**BRIEF:** Swap every "keypoint" for "marker" in everything from the start of the records down through the line with "[(458, 70)]", keeping all else the same. Leave the pictures out of your answer.

[Records from a point labeling set]
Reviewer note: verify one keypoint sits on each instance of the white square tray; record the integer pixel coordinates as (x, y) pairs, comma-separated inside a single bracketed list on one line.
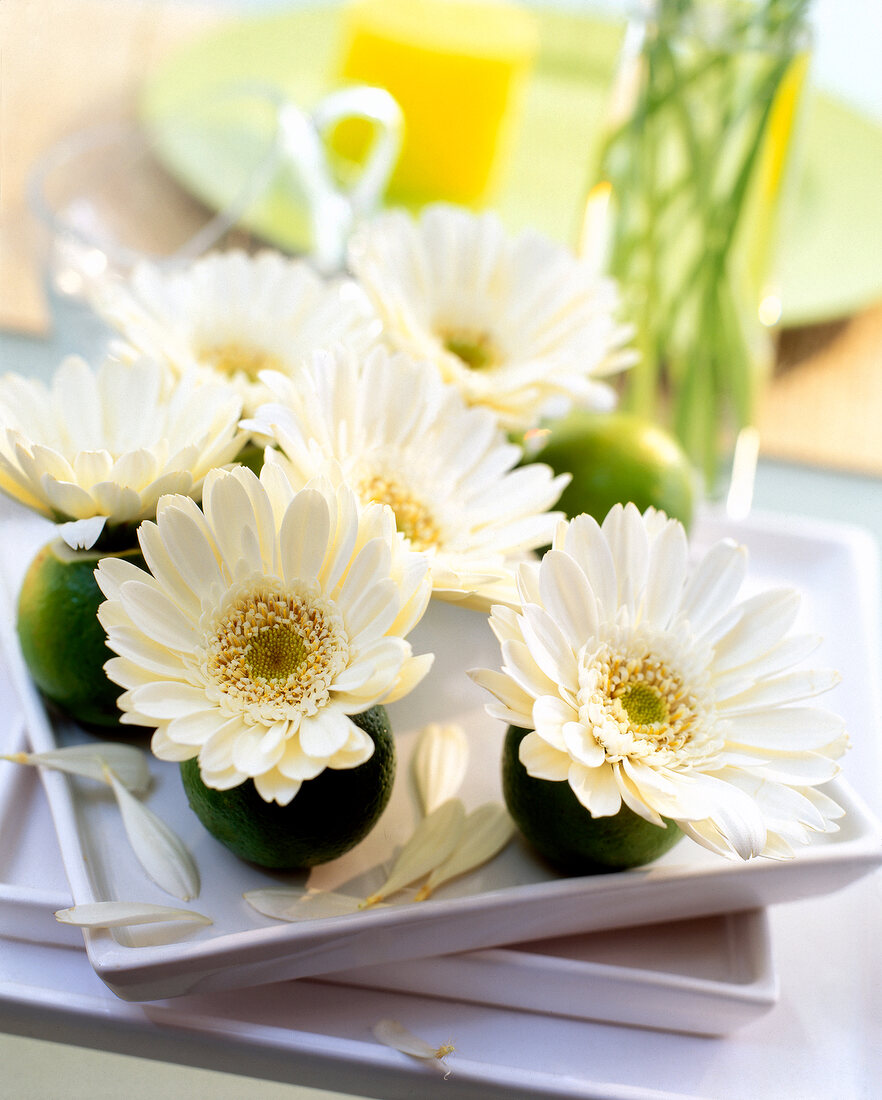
[(515, 898)]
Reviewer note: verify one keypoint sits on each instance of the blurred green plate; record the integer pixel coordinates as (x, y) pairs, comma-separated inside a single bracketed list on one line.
[(831, 253)]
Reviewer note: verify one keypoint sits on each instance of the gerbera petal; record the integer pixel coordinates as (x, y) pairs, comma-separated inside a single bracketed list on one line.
[(304, 536), (542, 760), (596, 789)]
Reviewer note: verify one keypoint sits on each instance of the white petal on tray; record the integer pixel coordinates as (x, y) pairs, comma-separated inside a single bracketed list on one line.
[(430, 844), (487, 831), (290, 903), (390, 1033), (158, 850), (439, 765), (114, 914), (128, 762)]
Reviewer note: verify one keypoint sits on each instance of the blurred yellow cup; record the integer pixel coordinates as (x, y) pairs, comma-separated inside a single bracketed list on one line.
[(458, 70)]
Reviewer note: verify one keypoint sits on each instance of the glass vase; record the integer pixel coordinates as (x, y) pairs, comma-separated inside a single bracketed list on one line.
[(696, 156)]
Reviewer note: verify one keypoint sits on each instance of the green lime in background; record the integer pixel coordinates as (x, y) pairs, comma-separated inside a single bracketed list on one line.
[(619, 458)]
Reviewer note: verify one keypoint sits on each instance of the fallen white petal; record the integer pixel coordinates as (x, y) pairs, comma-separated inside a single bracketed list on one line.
[(114, 914), (432, 840), (158, 849), (390, 1033), (440, 761), (83, 534), (127, 762), (289, 903), (486, 832)]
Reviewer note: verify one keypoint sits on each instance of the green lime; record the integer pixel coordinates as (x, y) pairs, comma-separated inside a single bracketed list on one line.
[(562, 831), (329, 814), (63, 644), (616, 458)]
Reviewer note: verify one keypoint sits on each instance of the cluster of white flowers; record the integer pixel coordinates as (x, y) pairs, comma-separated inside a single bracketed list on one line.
[(280, 607)]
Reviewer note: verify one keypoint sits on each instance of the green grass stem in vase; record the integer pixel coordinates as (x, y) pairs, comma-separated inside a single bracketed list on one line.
[(695, 160)]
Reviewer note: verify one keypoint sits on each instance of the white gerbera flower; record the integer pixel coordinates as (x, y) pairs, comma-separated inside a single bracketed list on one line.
[(267, 618), (518, 325), (393, 430), (101, 447), (235, 315), (649, 686)]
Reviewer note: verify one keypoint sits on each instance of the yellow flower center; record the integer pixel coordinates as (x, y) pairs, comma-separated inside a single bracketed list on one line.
[(411, 516), (275, 650), (474, 349), (234, 358), (645, 704), (637, 705)]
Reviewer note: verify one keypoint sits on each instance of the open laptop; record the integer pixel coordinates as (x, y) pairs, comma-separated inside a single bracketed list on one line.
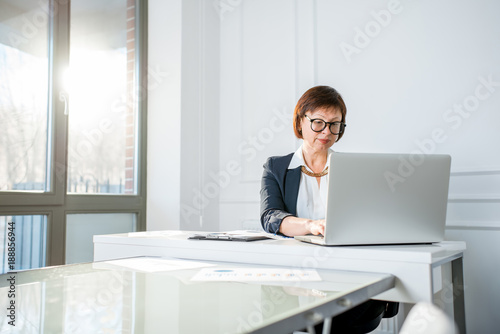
[(385, 199)]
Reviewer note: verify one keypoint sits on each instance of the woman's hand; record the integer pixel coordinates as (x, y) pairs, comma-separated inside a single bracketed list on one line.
[(292, 226), (316, 226)]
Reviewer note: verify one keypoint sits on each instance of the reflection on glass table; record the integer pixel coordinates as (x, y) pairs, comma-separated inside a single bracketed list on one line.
[(166, 295)]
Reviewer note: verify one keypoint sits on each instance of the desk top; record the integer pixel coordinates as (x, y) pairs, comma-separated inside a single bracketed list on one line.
[(163, 295), (427, 253)]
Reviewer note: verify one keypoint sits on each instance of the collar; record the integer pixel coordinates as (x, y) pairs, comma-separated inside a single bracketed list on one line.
[(298, 159)]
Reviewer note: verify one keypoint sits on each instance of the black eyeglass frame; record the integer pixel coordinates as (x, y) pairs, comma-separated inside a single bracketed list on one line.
[(341, 129)]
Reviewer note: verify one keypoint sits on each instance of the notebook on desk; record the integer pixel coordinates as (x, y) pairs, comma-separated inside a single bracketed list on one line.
[(385, 199)]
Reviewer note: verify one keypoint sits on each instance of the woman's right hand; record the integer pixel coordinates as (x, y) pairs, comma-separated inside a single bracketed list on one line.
[(292, 226), (316, 227)]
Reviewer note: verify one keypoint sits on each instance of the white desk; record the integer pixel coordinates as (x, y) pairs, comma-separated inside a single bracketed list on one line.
[(157, 295), (417, 268)]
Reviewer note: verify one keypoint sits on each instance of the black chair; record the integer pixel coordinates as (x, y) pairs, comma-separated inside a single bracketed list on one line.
[(363, 318)]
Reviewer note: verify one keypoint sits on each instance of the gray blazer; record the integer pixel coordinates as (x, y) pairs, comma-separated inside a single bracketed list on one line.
[(278, 193)]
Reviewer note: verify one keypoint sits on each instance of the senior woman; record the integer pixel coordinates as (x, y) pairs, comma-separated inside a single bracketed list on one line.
[(294, 189)]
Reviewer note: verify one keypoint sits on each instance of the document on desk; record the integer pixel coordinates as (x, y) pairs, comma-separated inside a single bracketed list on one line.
[(151, 265), (256, 275), (231, 236)]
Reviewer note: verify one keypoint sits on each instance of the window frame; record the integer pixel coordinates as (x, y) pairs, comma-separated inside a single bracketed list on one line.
[(56, 203)]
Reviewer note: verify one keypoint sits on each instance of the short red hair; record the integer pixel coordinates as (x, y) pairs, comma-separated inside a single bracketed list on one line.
[(315, 98)]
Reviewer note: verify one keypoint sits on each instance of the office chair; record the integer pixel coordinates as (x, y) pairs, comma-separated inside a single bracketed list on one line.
[(361, 319), (426, 318)]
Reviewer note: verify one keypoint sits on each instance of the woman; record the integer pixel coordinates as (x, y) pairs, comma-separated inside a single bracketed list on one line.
[(294, 188)]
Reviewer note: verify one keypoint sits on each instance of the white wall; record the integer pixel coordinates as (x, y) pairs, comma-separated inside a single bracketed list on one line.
[(404, 87)]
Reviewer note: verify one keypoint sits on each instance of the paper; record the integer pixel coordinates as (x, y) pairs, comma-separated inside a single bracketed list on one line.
[(256, 275), (158, 234), (156, 264)]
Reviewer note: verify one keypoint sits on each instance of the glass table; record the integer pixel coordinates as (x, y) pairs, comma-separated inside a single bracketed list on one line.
[(167, 295)]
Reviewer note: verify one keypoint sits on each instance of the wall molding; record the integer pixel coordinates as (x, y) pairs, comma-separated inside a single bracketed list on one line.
[(472, 225), (475, 172)]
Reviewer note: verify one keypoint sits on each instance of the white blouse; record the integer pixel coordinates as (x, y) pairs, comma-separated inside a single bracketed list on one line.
[(311, 200)]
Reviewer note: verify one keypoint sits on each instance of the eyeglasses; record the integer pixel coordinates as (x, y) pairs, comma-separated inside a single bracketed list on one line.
[(318, 125)]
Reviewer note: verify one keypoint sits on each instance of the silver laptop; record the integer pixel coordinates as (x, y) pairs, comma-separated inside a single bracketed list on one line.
[(385, 199)]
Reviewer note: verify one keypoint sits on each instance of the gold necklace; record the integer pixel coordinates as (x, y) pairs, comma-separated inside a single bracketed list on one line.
[(305, 171)]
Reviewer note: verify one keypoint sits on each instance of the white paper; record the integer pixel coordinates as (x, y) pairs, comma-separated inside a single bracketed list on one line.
[(156, 264), (256, 275)]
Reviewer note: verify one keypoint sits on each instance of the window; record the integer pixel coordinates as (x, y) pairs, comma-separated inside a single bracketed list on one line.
[(72, 125)]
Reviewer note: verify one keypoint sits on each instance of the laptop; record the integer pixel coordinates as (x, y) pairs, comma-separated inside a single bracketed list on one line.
[(378, 199)]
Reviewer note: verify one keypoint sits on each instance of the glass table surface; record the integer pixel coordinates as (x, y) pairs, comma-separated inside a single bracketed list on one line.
[(166, 295)]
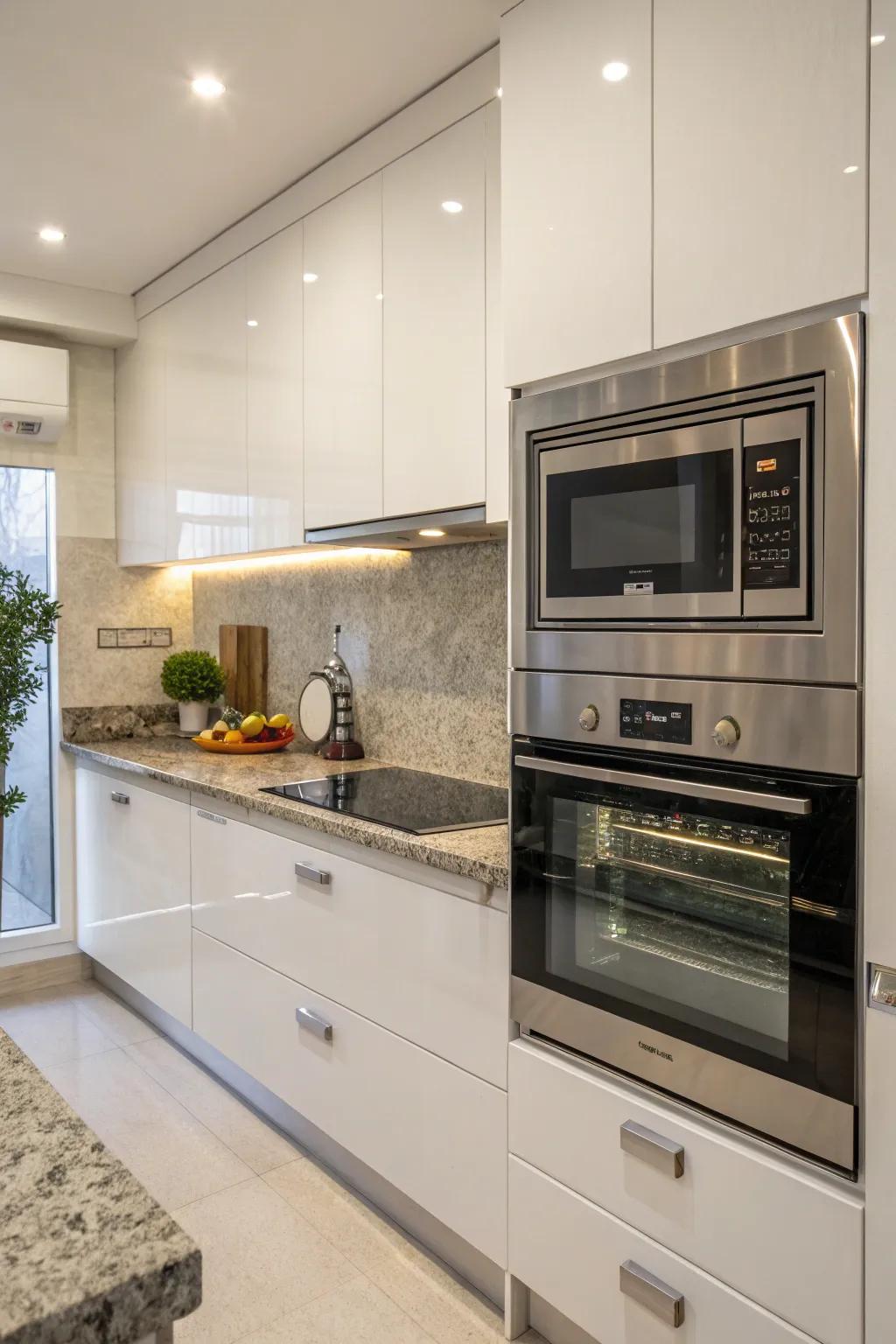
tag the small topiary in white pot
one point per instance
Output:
(195, 680)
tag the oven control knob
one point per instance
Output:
(727, 732)
(589, 718)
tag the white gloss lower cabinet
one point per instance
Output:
(571, 1251)
(344, 358)
(433, 1130)
(760, 160)
(426, 964)
(140, 444)
(434, 323)
(274, 391)
(206, 466)
(133, 887)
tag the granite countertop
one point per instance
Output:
(481, 854)
(87, 1254)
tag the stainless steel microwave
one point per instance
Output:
(700, 518)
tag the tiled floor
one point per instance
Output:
(17, 912)
(289, 1254)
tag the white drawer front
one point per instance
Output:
(570, 1253)
(133, 886)
(739, 1214)
(422, 962)
(431, 1130)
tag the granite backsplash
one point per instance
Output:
(424, 634)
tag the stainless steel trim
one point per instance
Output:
(662, 784)
(650, 1146)
(458, 524)
(820, 365)
(645, 1288)
(318, 1026)
(308, 872)
(652, 445)
(794, 727)
(773, 1106)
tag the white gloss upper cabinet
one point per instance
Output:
(206, 418)
(758, 112)
(274, 391)
(434, 323)
(577, 182)
(344, 358)
(140, 444)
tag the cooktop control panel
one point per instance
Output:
(654, 721)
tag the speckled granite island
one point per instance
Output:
(480, 854)
(87, 1254)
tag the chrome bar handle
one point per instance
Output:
(309, 1020)
(660, 784)
(308, 872)
(211, 816)
(662, 1153)
(650, 1292)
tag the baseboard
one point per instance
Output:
(457, 1254)
(40, 975)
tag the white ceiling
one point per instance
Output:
(101, 133)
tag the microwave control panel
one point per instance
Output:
(655, 721)
(771, 515)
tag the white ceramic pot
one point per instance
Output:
(193, 717)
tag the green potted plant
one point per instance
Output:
(195, 680)
(27, 621)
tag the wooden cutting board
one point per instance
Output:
(243, 656)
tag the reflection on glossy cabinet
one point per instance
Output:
(575, 165)
(133, 887)
(206, 418)
(140, 444)
(344, 358)
(760, 160)
(434, 323)
(274, 391)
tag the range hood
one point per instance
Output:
(449, 527)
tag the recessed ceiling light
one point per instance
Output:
(614, 70)
(207, 87)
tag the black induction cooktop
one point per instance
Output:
(409, 800)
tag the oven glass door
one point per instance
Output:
(725, 924)
(642, 528)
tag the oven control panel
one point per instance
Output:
(655, 721)
(771, 515)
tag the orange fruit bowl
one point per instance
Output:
(243, 747)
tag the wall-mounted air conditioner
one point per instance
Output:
(34, 393)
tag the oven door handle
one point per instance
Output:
(660, 784)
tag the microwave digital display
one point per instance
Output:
(771, 515)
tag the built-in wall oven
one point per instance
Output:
(685, 707)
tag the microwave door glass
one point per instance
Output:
(680, 914)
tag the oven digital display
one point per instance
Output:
(654, 721)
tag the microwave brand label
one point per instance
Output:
(652, 1050)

**EXPECTED ANSWER:**
Reviewer note: verify one marker sits on each instance of the white square tray; record the integer pixel coordinates as (x, y) pairs, comma-separated inside a single bracketed list on one line.
[(515, 898)]
Reviewer note: verify one marker sits on each instance of the blurred green plate; record the integer pixel coordinates as (x, y) pairs, comma-separated inside a single bracketed list on one line.
[(831, 253)]
Reviewer note: verify one marker sits on each instance of the gerbera petal; record the integer pixel coordinates as (x, y) pairs, comma-separated inside a single bracketed list on one line.
[(304, 536), (542, 760), (596, 789)]
Reviewer note: verify one marker sits on each instance of the white petal on tray; record the integer pixel coordinates as (x, y) pairs, comma-separated inside a single bracketed list on one line.
[(430, 844), (487, 831), (290, 903), (390, 1033), (158, 850), (439, 765), (114, 914), (128, 762)]
Reviewer note: verify one marker sits on each instance of the blurred yellow cup; record the integer pixel coordinates as (x, y) pairs, comma-separated inside a single bracketed list on one line.
[(458, 70)]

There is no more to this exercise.